CONSIGNE -
Recopiez mot pour mot le passage du texte sur la mesure dans la boisson, depuis « Benoît écrit sa » jusqu'à « question du vin. ».

### EXTRAIT CITÉ ###

Chapitre du 20 novembre 2011

 

De la mesure dans la boisson – RB 40

 

          Poursuivant notre commentaire de la Règle, sans omettre aucun chapitre, même ceux qui ne semblent pas avoir une grande importance du point de vue spirituel, nous en sommes rendus à celui qui parle de la mesure dans la boisson, après celui qui parlait de la mesure dans la nourriture. Les deux chapitres sont évidemment fort liés et ont beaucoup en commun.

 

          Benoît écrit sa Règle dans le contexte du monde méditerranéen, où la boisson normale à table est le vin. C’est donc de la mesure du vin qu’il parle lorsqu’il veut parler de la mesure de la boisson.  Ce contexte culturel méditerranéen est le même que celui de la Bible, où il est très souvent question du vin.

 

          Les mentions du vin l’Ancien Testament sont nombreuses et offrent des approches variées.  Ainsi en est-il dans le Nouveau Testament. Divers texte de la littérature sapientielle présentent le vin comme un don de Dieu, qui réjouit le cœur de l’homme.  C’est aussi le symbole du salut eschatologique, où Dieu offrira à tous ses élus un grand banquet où ne manqueront pas les vins savoureux.  Dans le Nouveau Testament, le tout premier miracle de Jésus est la multiplication du vin à Cana, qui est le seul miracle qu’il accomplit non pas pour guérir d’une maladie, mais pour permettre aux gens de continuer de célébrer dans la joie. Évidemment, la belle scène de la fin du film Des hommes et des dieux où les frères partagent deux bouteilles de vin apportées par le frère Luc, au son de la musique du Lac des Cygnes de Tchaïkovski, a comme arrière-fond le dernier repas de Jésus avec ses Apôtres.

 

          Par ailleurs aussi bien l’Ancien que le Nouveau Testament mettent souvent en garde contre l’abus du vin, qui peut faire apostasier même les sages. Ce qui est condamné n’est pas l’usage du vin, mais son abus, les beuveries qui font que l’homme n’est plus maître de sa volonté et de ses actes.

### DONNÉES ###

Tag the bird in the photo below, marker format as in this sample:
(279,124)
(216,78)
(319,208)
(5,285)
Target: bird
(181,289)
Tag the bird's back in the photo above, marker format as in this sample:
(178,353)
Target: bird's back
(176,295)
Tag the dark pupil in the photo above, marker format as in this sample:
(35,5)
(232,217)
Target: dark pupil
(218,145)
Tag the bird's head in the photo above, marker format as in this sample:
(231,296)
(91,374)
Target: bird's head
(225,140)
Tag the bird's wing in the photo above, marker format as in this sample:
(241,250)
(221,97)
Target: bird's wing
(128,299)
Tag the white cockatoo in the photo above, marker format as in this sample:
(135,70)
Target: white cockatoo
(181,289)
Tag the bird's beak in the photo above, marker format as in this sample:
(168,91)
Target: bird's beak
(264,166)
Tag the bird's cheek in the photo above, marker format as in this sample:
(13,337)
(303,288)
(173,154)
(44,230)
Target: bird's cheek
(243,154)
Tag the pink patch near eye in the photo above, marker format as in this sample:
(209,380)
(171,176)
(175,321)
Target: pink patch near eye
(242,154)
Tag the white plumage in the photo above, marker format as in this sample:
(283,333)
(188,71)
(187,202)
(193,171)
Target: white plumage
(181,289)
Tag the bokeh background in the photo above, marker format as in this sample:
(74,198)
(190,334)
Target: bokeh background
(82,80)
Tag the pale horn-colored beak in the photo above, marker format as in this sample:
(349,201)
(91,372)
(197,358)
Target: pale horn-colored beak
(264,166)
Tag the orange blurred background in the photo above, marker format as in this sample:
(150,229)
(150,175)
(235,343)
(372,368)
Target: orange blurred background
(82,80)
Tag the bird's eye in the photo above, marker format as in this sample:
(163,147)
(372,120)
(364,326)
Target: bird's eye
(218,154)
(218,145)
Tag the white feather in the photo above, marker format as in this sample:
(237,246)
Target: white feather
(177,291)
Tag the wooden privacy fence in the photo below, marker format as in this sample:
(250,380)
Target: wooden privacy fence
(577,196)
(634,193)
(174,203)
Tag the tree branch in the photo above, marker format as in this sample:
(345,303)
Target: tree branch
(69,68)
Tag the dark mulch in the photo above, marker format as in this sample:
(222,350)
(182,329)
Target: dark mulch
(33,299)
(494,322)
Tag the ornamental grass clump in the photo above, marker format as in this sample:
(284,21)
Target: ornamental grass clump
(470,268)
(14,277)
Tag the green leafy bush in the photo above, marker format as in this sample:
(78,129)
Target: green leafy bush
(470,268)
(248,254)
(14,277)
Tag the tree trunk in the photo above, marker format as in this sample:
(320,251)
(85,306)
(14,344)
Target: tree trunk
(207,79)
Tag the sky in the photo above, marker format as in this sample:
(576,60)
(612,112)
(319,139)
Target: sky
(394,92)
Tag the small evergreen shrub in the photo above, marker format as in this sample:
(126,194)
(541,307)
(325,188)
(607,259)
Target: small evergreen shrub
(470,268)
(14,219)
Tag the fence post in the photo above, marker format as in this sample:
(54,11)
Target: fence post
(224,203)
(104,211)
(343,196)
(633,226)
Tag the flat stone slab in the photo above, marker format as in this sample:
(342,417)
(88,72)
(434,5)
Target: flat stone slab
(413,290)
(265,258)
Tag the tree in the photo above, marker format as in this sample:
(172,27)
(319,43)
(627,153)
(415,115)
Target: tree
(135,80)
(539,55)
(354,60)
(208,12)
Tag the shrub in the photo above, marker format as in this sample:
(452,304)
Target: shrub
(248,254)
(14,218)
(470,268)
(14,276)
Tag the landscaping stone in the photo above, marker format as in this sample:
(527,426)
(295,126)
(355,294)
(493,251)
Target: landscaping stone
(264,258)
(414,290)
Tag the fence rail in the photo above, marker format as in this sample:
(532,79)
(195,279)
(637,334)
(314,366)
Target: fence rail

###

CORRIGÉ -
Benoît écrit sa Règle dans le contexte du monde méditerranéen, où la boisson normale à table est le vin. C’est donc de la mesure du vin qu’il parle lorsqu’il veut parler de la mesure de la boisson.  Ce contexte culturel méditerranéen est le même que celui de la Bible, où il est très souvent question du vin.